(Excerpted passage)
= 2019 Ghana Movie Awards =

2019 event in Ghana

The 2019 Ghana Movie Awards was an event held at National Theatre on December 20, 2019. At the event, Actress Salma Mumin made history as she won her first best actress in the lead role award category. Actor Alphonse Menyo also took home his first trophy for best actor in role category. The annual award recognises excellence in the Ghana's movie industry and this was its ninth edition.

The most nominations going to Gold Coast Lounge, Away Bus, A.B.A.D and most wins awarded to Gold Coast Lounge movie and its cast.

== Awards ==

=== Production ===
- Achievement In Cinematography
- Gold Coast Lounge by Isreal De-like
- Away Bus by Kelly Doe
- A.B.A.D (Feats Of Destiny) by Bernard Benson & David Okafor
- Getting Married by William Sefa Ntiamoah
- Business As Usual by Toyin Odekoya

- Achievement In Costumes And Wardrobe
- Gold Coast Lounge by Vivian Adjetey
- A.B.A.D (Feats Of Destiny) by Gordon Galolo
- Getting Married by Samira Yakubu & Fauzia Yakubu
- Away Bus by Venessa Nana & Ama Odoom

- Achievement In Directing
- Gold Coast Lounge by Pascal Aka Isreal De-like
- A.B.A.D (Feats Of Destiny) by Isaac Agyapong
- Getting Married by Frank Rajah Abase
- Away Bus by Peter Sedufia And Kofi Asamoah
- Business As Usual by Pascal Amanfo

- Achievement In Editing (Nominees)

(Items listed in a dataset)
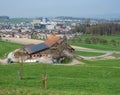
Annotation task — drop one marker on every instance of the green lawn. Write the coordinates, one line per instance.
(82, 53)
(88, 79)
(7, 47)
(98, 45)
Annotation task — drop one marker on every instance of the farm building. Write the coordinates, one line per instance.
(52, 49)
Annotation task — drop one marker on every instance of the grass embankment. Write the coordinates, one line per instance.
(7, 47)
(88, 54)
(93, 78)
(107, 46)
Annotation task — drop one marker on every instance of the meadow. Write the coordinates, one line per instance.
(100, 77)
(88, 54)
(113, 42)
(93, 78)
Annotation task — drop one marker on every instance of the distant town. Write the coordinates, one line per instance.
(36, 28)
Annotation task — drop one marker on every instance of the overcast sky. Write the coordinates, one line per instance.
(52, 8)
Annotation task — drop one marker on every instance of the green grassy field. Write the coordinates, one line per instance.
(7, 47)
(93, 78)
(82, 53)
(98, 45)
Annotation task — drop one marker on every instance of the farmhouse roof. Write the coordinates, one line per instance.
(52, 40)
(36, 48)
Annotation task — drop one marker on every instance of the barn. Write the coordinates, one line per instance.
(53, 48)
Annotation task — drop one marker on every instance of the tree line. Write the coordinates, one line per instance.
(107, 29)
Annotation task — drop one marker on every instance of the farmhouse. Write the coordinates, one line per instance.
(54, 48)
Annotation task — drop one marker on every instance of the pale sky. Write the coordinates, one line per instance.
(52, 8)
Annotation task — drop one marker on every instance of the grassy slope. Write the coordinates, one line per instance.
(63, 80)
(7, 47)
(98, 46)
(82, 53)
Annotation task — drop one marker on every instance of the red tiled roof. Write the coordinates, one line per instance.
(52, 40)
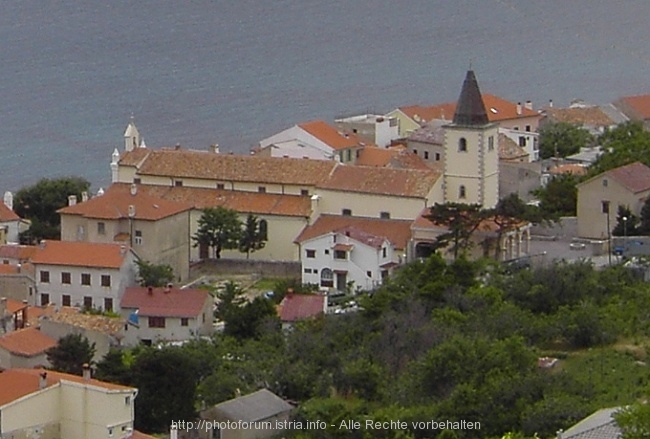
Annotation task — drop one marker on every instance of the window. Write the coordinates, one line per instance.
(462, 145)
(264, 229)
(156, 322)
(326, 278)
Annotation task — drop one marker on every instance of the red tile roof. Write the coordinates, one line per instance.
(635, 177)
(398, 232)
(27, 342)
(16, 383)
(498, 109)
(244, 202)
(225, 167)
(115, 202)
(7, 214)
(330, 135)
(414, 183)
(80, 254)
(295, 307)
(158, 303)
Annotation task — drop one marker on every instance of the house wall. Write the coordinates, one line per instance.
(477, 169)
(592, 222)
(120, 280)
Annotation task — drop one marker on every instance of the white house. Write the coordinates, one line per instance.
(83, 274)
(166, 314)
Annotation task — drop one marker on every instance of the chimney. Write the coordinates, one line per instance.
(42, 380)
(86, 371)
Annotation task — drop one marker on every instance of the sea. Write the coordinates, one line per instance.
(199, 72)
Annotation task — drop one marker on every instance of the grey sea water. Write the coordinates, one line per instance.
(233, 72)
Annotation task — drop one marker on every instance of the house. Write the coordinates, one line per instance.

(Instructions)
**a)** Where was the event described in the 2019 Ghana Movie Awards page held?
**b)** Render this sentence from the 2019 Ghana Movie Awards page into Spanish: "The 2019 Ghana Movie Awards was an event held at National Theatre on December 20, 2019."
**c)** Print the portion of the 2019 Ghana Movie Awards page between "- Achievement In Costumes" and "In Editing (Nominees)", inclusive.

(Answers to the exercise)
**a)** At the National Theatre.

**b)** Los Premios de Cine de Ghana 2019 fueron un evento celebrado en el Teatro Nacional el 20 de diciembre de 2019.

**c)**
- Achievement In Costumes And Wardrobe
- Gold Coast Lounge by Vivian Adjetey
- A.B.A.D (Feats Of Destiny) by Gordon Galolo
- Getting Married by Samira Yakubu & Fauzia Yakubu
- Away Bus by Venessa Nana & Ama Odoom

- Achievement In Directing
- Gold Coast Lounge by Pascal Aka Isreal De-like
- A.B.A.D (Feats Of Destiny) by Isaac Agyapong
- Getting Married by Frank Rajah Abase
- Away Bus by Peter Sedufia And Kofi Asamoah
- Business As Usual by Pascal Amanfo

- Achievement In Editing (Nominees)